Return only this: the line with "Annotate each instance of the white wall" and all the lines that follow it below, through the final one, exactly as they are.

____ Material for the task

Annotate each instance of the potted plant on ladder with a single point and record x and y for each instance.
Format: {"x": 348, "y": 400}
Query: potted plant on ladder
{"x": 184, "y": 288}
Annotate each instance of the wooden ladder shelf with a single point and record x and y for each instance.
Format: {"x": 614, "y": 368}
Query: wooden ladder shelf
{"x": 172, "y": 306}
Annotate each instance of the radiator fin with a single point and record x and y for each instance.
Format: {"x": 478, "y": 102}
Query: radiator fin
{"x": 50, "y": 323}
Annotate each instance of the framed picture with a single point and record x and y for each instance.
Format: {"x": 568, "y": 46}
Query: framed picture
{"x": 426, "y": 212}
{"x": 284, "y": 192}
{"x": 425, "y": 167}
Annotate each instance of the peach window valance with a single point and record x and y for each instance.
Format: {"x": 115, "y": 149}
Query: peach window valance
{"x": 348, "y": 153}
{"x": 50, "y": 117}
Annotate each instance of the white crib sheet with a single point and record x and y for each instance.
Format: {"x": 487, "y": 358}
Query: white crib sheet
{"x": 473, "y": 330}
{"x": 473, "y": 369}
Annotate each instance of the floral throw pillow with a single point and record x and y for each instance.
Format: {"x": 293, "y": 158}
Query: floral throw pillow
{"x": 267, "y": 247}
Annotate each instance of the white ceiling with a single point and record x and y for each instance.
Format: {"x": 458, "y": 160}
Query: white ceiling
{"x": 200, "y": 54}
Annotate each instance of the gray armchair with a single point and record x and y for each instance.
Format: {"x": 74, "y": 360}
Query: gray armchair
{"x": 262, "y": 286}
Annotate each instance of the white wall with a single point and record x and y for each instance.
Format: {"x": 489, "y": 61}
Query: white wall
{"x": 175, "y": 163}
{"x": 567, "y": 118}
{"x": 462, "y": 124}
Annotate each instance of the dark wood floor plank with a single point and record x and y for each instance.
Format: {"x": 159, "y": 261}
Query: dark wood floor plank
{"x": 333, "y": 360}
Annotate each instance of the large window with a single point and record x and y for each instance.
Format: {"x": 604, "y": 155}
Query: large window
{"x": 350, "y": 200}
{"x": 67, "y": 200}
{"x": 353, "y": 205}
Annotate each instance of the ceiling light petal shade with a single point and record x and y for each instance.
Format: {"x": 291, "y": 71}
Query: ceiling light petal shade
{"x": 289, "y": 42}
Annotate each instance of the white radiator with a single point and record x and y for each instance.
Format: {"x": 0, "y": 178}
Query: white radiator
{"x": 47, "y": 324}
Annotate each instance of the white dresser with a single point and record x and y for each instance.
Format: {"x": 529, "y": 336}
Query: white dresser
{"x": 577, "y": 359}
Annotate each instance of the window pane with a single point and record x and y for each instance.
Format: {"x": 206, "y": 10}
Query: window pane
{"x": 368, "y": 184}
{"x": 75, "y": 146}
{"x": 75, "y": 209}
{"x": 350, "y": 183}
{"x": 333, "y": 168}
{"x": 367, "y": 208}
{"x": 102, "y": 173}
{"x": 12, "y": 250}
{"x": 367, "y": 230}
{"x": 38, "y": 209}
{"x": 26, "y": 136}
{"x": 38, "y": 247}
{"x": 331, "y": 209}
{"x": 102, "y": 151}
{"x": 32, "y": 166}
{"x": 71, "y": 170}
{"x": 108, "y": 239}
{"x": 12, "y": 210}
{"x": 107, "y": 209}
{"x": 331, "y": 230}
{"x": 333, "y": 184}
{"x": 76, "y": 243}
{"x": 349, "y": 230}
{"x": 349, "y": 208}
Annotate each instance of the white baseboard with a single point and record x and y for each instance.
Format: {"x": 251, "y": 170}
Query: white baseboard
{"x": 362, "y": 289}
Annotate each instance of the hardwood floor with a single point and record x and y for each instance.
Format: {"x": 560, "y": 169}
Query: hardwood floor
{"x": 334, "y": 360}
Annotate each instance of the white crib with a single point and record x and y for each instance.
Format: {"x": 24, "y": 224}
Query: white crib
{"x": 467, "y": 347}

________

Result of the task>
Annotate each instance of the white wall with a single point and record x and y for each instance.
Format: {"x": 489, "y": 61}
Query: white wall
{"x": 175, "y": 163}
{"x": 567, "y": 118}
{"x": 462, "y": 124}
Annotate each instance of the dark wood floor plank with a single point and record x and y for each instance.
Format: {"x": 159, "y": 261}
Query: dark wood floor plank
{"x": 333, "y": 360}
Annotate each instance of the large window with a single point and record x and y for each instance.
Format: {"x": 604, "y": 155}
Query: large window
{"x": 350, "y": 200}
{"x": 67, "y": 200}
{"x": 353, "y": 205}
Annotate each instance of the ceiling light petal shade with a single point and record x and y for each instance.
Format: {"x": 291, "y": 71}
Query: ceiling light petal shade
{"x": 289, "y": 42}
Annotate each instance of the white radiator with a single point and record x and y for each instance.
Format: {"x": 0, "y": 178}
Query: white radiator
{"x": 47, "y": 324}
Annotate each instance of the white dresser with a single point and record x and y for each instance.
Format: {"x": 529, "y": 336}
Query: white dresser
{"x": 577, "y": 359}
Annotate each instance of the window pane with a single point and record x and y for each instance.
Format: {"x": 206, "y": 10}
Query: window pane
{"x": 368, "y": 184}
{"x": 75, "y": 146}
{"x": 75, "y": 209}
{"x": 350, "y": 183}
{"x": 333, "y": 168}
{"x": 367, "y": 208}
{"x": 102, "y": 173}
{"x": 12, "y": 250}
{"x": 367, "y": 230}
{"x": 38, "y": 209}
{"x": 26, "y": 136}
{"x": 38, "y": 247}
{"x": 331, "y": 209}
{"x": 102, "y": 151}
{"x": 32, "y": 166}
{"x": 71, "y": 170}
{"x": 108, "y": 239}
{"x": 12, "y": 210}
{"x": 107, "y": 209}
{"x": 331, "y": 230}
{"x": 333, "y": 184}
{"x": 76, "y": 243}
{"x": 349, "y": 230}
{"x": 349, "y": 208}
Annotate each instance of the white baseboard with a single point and record x and y for each instance.
Format: {"x": 251, "y": 170}
Query: white baseboard
{"x": 362, "y": 289}
Annotate each instance of the hardwood floor with a single point and record x and y for each instance.
Format: {"x": 560, "y": 169}
Query: hardwood floor
{"x": 334, "y": 360}
Annotate each instance of the white crib with a single point and record x and y for each instance.
Format: {"x": 24, "y": 224}
Query: white crib
{"x": 467, "y": 347}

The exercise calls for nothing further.